## Start
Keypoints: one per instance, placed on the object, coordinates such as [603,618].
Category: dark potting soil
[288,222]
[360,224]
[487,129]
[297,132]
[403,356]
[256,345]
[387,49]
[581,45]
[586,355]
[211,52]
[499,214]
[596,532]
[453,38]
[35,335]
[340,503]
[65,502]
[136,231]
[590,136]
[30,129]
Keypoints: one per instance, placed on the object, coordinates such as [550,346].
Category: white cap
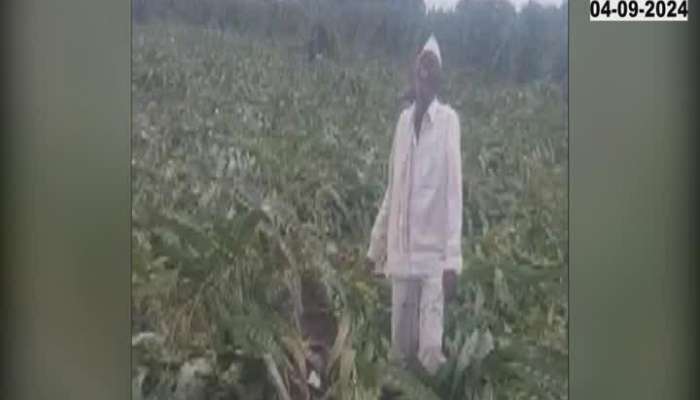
## End
## Start
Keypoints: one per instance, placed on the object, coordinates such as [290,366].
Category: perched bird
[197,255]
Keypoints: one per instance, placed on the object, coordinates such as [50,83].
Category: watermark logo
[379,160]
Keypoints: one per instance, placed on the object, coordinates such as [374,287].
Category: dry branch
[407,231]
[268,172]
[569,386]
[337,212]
## End
* WHAT TO WORK ON
Copy the records word for word, from the line with "such as [603,618]." to the line with "Category: white cap".

* COMPLETE RESPONSE
Keypoints: one per instance, placed on the object, coordinates such as [603,618].
Category: dark potting soil
[288,222]
[360,224]
[487,129]
[297,132]
[403,356]
[256,345]
[387,49]
[581,45]
[586,355]
[211,52]
[499,214]
[596,532]
[453,38]
[35,335]
[340,503]
[65,502]
[136,231]
[590,136]
[30,129]
Keypoints: one per instance, placed on the object, coordinates such as [550,346].
Category: white cap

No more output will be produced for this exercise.